PROBLEM DESCRIPTION ::
Express all of the items below as a two-column CSV with the headers input and output, one row per item. Put each item's text and its answer in a single quoted field each, with line breaks replaced by spaces.

(Spatial annotation items)

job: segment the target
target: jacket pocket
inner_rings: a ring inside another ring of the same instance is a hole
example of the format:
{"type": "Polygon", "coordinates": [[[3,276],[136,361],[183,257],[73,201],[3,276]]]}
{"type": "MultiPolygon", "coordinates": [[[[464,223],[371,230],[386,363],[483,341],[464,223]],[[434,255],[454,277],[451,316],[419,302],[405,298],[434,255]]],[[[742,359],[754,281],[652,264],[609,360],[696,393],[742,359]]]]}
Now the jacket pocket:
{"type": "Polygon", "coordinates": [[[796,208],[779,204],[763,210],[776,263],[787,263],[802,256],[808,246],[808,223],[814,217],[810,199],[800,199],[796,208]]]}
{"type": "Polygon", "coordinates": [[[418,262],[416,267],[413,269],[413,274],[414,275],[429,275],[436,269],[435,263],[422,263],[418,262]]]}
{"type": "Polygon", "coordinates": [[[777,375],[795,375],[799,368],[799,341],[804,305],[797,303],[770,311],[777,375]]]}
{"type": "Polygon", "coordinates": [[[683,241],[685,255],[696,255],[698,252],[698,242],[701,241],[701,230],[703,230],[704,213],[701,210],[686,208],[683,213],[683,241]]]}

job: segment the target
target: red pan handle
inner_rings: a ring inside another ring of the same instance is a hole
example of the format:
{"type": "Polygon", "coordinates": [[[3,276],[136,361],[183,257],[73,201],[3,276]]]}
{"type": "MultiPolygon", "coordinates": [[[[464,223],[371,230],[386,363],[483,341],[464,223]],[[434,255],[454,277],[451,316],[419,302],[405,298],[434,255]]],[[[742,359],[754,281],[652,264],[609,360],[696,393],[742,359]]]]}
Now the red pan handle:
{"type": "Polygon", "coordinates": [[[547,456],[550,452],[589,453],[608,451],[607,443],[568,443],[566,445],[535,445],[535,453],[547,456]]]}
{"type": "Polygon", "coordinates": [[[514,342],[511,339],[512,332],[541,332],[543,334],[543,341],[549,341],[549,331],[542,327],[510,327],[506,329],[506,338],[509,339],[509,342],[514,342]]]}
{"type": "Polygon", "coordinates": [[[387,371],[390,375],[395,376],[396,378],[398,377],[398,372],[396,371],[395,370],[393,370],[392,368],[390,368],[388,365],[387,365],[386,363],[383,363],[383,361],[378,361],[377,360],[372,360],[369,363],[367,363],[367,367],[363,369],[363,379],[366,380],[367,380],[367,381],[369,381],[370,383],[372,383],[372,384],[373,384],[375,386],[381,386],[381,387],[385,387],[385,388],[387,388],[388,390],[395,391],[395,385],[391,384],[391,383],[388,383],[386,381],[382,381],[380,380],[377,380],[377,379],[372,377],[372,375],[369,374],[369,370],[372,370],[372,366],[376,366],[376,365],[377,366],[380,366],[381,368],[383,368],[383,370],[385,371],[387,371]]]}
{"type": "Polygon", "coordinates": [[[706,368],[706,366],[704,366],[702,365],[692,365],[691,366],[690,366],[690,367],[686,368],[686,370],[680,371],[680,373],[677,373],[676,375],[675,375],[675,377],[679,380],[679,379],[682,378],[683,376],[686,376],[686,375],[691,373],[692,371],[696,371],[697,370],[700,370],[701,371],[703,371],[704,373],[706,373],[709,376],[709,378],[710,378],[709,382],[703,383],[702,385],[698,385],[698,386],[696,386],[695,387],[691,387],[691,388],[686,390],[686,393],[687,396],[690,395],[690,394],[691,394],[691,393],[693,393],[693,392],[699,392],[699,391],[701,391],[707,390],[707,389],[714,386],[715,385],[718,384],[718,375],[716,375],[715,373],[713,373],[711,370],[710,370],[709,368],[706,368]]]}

RESULT FOR THIS EXERCISE ::
input,output
"job: segment the target target: jacket pocket inner_rings: a ring inside another ring of the same instance is a hole example of the format: {""type"": ""Polygon"", ""coordinates"": [[[3,276],[136,361],[183,257],[73,201],[3,276]]]} {""type"": ""MultiPolygon"", ""coordinates"": [[[[464,223],[371,230],[386,363],[483,341],[464,223]],[[434,255],[454,277],[451,316],[419,302],[405,298],[434,255]]],[[[742,359],[754,281],[652,264],[609,360],[696,393],[742,359]]]]} Now the jacket pocket:","{""type"": ""Polygon"", ""coordinates"": [[[796,208],[779,204],[763,210],[776,263],[787,263],[802,256],[808,246],[808,223],[814,217],[810,199],[800,199],[796,208]]]} {""type"": ""Polygon"", ""coordinates"": [[[418,262],[416,267],[413,269],[413,274],[414,275],[429,275],[436,269],[435,263],[422,263],[418,262]]]} {""type"": ""Polygon"", ""coordinates"": [[[777,375],[795,375],[799,368],[799,341],[804,305],[797,303],[770,311],[777,375]]]} {""type"": ""Polygon"", ""coordinates"": [[[683,241],[685,255],[696,255],[698,252],[698,242],[701,241],[701,230],[703,230],[704,213],[701,210],[686,208],[683,213],[683,241]]]}"
"job: segment the target target: red pan handle inner_rings: a ring inside another ring of the same instance is a hole example of the format: {""type"": ""Polygon"", ""coordinates"": [[[3,276],[136,361],[183,257],[73,201],[3,276]]]} {""type"": ""MultiPolygon"", ""coordinates"": [[[[464,223],[371,230],[386,363],[483,341],[464,223]],[[434,255],[454,277],[451,316],[419,302],[405,298],[434,255]]],[[[742,359],[754,281],[652,264],[609,360],[696,393],[742,359]]]]} Now the red pan handle:","{""type"": ""Polygon"", ""coordinates"": [[[547,456],[550,452],[589,453],[608,451],[607,443],[568,443],[566,445],[535,445],[535,453],[547,456]]]} {""type"": ""Polygon"", ""coordinates"": [[[514,342],[511,339],[512,332],[541,332],[543,334],[543,341],[549,341],[549,331],[542,327],[510,327],[506,329],[506,338],[509,339],[509,342],[514,342]]]} {""type"": ""Polygon"", ""coordinates"": [[[387,371],[390,375],[395,376],[396,378],[398,377],[398,372],[396,371],[395,370],[393,370],[392,368],[390,368],[388,365],[387,365],[386,363],[383,363],[383,361],[378,361],[377,360],[372,360],[369,363],[367,363],[367,367],[363,369],[363,379],[366,380],[367,380],[367,381],[369,381],[370,383],[372,383],[372,384],[373,384],[375,386],[381,386],[381,387],[385,387],[385,388],[387,388],[388,390],[395,391],[395,385],[391,384],[391,383],[388,383],[386,381],[382,381],[380,380],[377,380],[377,379],[372,377],[372,375],[369,374],[369,370],[372,370],[372,366],[376,366],[376,365],[377,366],[380,366],[381,368],[383,368],[383,370],[385,371],[387,371]]]} {""type"": ""Polygon"", ""coordinates"": [[[706,368],[706,366],[704,366],[702,365],[692,365],[691,366],[690,366],[690,367],[686,368],[686,370],[680,371],[680,373],[677,373],[676,375],[675,375],[675,377],[679,380],[679,379],[682,378],[683,376],[686,376],[686,375],[691,373],[692,371],[696,371],[697,370],[700,370],[701,371],[703,371],[704,373],[706,373],[709,376],[709,378],[710,378],[709,382],[703,383],[702,385],[698,385],[698,386],[696,386],[695,387],[691,387],[691,388],[686,390],[686,393],[687,396],[690,395],[690,394],[691,394],[691,393],[693,393],[693,392],[699,392],[699,391],[701,391],[707,390],[707,389],[714,386],[715,385],[718,384],[718,375],[716,375],[715,373],[713,373],[711,370],[710,370],[709,368],[706,368]]]}"